### Énoncé du problème 1
D'après la question écrite sur l'exploitation minière spatiale, quelle quantité de roches lunaires a déjà été transportée vers la Terre ?

### Extrait de page
+===+

Version à imprimer bilingue Version à imprimer unilingue

Question écrite n° 6-2082

de Lode Vereeck (Open Vld) du 10 janvier 2019

à la ministre du Budget et de la Fonction publique, chargée de la Loterie nationale et de la Politique scientifique

Exploitation minière spatiale - Space mining - Ambitions de la Belgique

navigation spatiale
industrie aérospatiale
exploitation minière
métal
recherche spatiale

Chronologie

10/1/2019Envoi question (Fin du délai de réponse: 14/2/2019)
12/2/2019Réponse

Réintroduction de : question écrite 6-1824

Question n° 6-2082 du 10 janvier 2019 : (Question posée en néerlandais)

L'exploitation minière spatiale ne relève plus de la science-fiction. Les techniques permettant de se poser sur un astéroïde et d'en ramener des matériaux existent déjà et ont été testées. Divers types d'astéroïdes peuvent être exploités pour les métaux qu'ils contiennent, comme le « Type S » et la « Classe M ». Même un petit astéroïde de la taille d'une maison peut contenir des métaux valant des millions de dollars. À ce jour, on a déjà transporté 400 kg de roches lunaires vers la Terre. À l'avenir, il sera peut-être possible d'extraire de certains astéroïdes des métaux précieux comme le platine, et éventuellement de l'eau.

+===+

Éléments stockés d'une collection
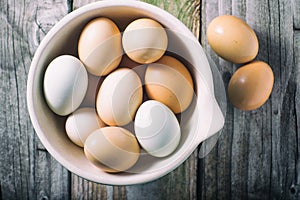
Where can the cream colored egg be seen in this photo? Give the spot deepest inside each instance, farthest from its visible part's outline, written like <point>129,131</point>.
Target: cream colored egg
<point>157,129</point>
<point>99,46</point>
<point>113,149</point>
<point>65,84</point>
<point>145,40</point>
<point>81,123</point>
<point>232,39</point>
<point>169,82</point>
<point>119,97</point>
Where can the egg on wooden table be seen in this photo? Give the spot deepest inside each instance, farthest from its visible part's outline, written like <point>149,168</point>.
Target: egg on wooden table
<point>251,85</point>
<point>119,97</point>
<point>157,128</point>
<point>65,84</point>
<point>113,149</point>
<point>145,40</point>
<point>81,123</point>
<point>169,82</point>
<point>99,46</point>
<point>232,39</point>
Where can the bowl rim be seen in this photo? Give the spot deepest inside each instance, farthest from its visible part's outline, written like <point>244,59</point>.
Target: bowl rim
<point>32,71</point>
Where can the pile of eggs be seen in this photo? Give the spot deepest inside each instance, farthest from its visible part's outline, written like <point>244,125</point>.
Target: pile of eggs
<point>140,85</point>
<point>235,41</point>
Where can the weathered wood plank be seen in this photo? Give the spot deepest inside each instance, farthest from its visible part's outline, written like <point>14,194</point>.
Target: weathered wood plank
<point>25,172</point>
<point>296,13</point>
<point>257,143</point>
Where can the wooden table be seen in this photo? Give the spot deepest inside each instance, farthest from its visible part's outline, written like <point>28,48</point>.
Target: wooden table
<point>256,157</point>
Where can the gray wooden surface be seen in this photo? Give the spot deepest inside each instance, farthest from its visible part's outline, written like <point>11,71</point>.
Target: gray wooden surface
<point>256,157</point>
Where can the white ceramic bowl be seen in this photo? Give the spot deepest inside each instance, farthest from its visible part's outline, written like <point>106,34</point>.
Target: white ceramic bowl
<point>201,120</point>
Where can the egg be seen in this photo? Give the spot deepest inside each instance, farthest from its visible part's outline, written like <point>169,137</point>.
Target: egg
<point>232,39</point>
<point>81,123</point>
<point>251,85</point>
<point>94,83</point>
<point>157,128</point>
<point>169,82</point>
<point>119,97</point>
<point>145,40</point>
<point>140,69</point>
<point>65,84</point>
<point>99,46</point>
<point>113,149</point>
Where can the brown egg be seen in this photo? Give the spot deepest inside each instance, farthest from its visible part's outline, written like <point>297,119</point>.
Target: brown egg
<point>169,82</point>
<point>113,149</point>
<point>99,46</point>
<point>232,39</point>
<point>144,40</point>
<point>251,85</point>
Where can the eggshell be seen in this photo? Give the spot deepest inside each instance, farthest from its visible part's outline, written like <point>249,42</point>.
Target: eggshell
<point>113,149</point>
<point>94,83</point>
<point>144,40</point>
<point>157,128</point>
<point>251,85</point>
<point>65,84</point>
<point>140,69</point>
<point>232,39</point>
<point>99,46</point>
<point>169,82</point>
<point>119,97</point>
<point>81,123</point>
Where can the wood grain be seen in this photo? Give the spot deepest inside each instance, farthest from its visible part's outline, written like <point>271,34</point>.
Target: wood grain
<point>27,171</point>
<point>296,13</point>
<point>256,156</point>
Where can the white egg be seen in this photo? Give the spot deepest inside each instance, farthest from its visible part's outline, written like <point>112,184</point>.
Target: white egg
<point>81,123</point>
<point>119,97</point>
<point>65,84</point>
<point>157,128</point>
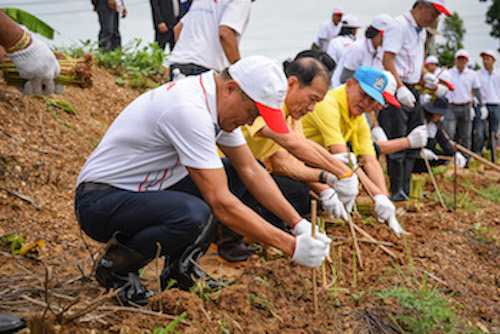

+===+

### Énoncé du problème 2
Dans les entrées, recopiez les lignes allant de celle qui contient « Where can the white egg » jusqu'à la fin des entrées, bornes incluses, en substituant « brown egg » à « white egg » sans rien modifier d'autre. Laissez les images de côté.

### Solution détaillée 1
400 kg de roches lunaires ont déjà été transportés vers la Terre.

### Solution détaillée 2
Where can the brown egg be seen in this photo? Give the spot deepest inside each instance, farthest from its visible part's outline, written like <point>112,184</point>.
Target: brown egg
<point>81,123</point>
<point>119,97</point>
<point>65,84</point>
<point>157,128</point>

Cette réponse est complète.